Information provided:

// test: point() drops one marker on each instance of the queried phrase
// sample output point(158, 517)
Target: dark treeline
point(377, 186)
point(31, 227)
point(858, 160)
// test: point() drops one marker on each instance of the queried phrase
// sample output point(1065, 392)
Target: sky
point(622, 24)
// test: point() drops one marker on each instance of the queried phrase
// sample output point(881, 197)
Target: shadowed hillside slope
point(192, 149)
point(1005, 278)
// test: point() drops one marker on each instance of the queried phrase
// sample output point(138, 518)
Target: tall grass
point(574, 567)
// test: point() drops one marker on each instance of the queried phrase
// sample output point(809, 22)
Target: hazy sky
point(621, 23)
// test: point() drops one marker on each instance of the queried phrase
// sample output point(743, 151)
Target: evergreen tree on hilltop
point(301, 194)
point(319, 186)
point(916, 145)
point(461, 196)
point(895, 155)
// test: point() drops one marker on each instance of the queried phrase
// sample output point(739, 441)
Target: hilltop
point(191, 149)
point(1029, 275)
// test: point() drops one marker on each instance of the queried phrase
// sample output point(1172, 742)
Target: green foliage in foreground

Your task: Rewrite all of the material above, changing "marker" to "pin" wherever it occurs and keeping everything else the same.

Full answer:
// test: point() drops one pin on each instance of the queried phrase
// sample output point(158, 517)
Target: dark treeline
point(377, 186)
point(31, 227)
point(858, 160)
// test: point() drops one pin on each instance of the queried phrase
// sample output point(1065, 392)
Target: sky
point(622, 24)
// test: point() drops one pin on each instance of the queried phrase
// sample output point(881, 197)
Target: shadowed hillside slope
point(192, 149)
point(1005, 278)
// test: point() drops one pin on each instance of the queried phrase
// sample output point(138, 518)
Target: tall grass
point(574, 567)
// test: point() drops one pin on each instance of the queried phrase
// sample output point(809, 22)
Target: hazy sky
point(621, 23)
// test: point() drops one pin on each instance of the queried phrase
// sample output point(743, 151)
Target: evergreen tree on hilltop
point(301, 194)
point(319, 186)
point(916, 145)
point(461, 196)
point(895, 155)
// test: point() drops one pin on each instance of the queried phrase
// sample output point(739, 441)
Target: hilltop
point(191, 149)
point(1029, 275)
// test: point() drops one pin on each instance of the queried phrase
// sample output point(1172, 742)
Target: green foliage in foreground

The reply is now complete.